MATERIALAUSZÜGE:
=-=-=-=-=
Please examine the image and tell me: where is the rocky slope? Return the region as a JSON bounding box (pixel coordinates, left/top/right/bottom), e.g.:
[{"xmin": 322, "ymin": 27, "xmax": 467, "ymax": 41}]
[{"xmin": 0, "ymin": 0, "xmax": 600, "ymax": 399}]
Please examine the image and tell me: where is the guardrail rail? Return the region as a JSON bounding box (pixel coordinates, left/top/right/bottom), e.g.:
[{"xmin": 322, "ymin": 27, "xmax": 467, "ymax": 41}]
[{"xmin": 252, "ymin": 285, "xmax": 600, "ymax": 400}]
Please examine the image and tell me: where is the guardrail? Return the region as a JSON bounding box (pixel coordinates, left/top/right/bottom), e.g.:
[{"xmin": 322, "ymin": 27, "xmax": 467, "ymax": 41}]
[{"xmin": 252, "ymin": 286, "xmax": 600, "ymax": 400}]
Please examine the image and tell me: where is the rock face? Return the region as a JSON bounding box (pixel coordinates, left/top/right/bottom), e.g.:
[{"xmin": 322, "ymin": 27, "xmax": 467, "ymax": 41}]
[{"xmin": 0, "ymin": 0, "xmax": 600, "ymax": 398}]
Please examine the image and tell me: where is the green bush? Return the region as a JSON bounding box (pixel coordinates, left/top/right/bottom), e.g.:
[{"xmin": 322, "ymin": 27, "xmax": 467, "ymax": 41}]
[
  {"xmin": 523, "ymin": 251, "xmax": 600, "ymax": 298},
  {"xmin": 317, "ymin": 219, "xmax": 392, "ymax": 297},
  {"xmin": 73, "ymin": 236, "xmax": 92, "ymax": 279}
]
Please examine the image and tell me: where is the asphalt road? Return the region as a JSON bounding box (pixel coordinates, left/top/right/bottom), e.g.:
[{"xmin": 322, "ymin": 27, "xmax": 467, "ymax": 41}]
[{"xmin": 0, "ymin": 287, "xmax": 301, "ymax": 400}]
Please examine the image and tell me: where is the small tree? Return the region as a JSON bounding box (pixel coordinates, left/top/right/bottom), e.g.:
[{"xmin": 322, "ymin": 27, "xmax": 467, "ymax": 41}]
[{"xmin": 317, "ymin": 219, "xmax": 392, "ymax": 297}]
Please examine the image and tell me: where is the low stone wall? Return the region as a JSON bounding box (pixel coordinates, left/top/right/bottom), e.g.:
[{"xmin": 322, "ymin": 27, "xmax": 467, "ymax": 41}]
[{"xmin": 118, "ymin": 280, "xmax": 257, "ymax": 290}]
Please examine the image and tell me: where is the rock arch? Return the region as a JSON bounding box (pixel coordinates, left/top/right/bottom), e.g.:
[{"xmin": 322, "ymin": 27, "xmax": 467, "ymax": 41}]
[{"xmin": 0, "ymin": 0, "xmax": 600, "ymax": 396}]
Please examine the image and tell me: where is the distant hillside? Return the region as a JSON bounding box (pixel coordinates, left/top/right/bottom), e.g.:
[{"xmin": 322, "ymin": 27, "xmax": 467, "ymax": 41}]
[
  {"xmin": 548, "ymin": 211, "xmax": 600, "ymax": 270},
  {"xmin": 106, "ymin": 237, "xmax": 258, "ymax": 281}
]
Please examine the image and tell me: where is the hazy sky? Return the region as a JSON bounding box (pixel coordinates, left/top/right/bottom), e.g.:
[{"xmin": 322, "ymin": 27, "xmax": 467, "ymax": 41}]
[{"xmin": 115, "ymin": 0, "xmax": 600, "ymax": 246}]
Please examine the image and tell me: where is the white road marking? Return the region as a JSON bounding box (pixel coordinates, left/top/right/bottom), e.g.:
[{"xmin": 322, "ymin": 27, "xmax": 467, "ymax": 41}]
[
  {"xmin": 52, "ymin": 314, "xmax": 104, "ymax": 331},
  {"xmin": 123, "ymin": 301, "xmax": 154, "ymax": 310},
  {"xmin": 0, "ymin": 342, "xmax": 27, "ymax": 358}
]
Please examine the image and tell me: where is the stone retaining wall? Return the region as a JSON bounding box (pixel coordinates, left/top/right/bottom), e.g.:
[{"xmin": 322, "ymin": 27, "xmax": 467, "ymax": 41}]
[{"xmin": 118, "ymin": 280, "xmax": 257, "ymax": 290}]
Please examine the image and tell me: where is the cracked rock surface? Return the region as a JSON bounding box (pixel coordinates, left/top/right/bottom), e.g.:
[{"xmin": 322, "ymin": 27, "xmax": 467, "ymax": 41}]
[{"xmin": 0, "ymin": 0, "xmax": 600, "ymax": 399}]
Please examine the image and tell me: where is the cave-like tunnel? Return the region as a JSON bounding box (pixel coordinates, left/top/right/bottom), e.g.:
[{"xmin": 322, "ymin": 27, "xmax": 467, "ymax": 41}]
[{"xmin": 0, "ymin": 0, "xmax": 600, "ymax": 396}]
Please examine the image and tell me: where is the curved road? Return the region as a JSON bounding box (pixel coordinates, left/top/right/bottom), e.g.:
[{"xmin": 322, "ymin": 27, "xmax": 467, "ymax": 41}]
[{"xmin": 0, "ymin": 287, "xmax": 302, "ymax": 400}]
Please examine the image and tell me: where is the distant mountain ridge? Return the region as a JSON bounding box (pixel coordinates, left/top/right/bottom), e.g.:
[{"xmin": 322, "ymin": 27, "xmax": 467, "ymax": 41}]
=-=-=-=-=
Schreib den Abschnitt unverändert ab, der mit der Zeile beginnt, die „the distant mountain“ enthält, und bis zum Ende des Materials reicht.

Please examine the image and tell me: where is the distant mountain ridge? Return the region as a JSON bounding box (pixel coordinates, left/top/right/bottom), e.g.:
[{"xmin": 322, "ymin": 27, "xmax": 467, "ymax": 41}]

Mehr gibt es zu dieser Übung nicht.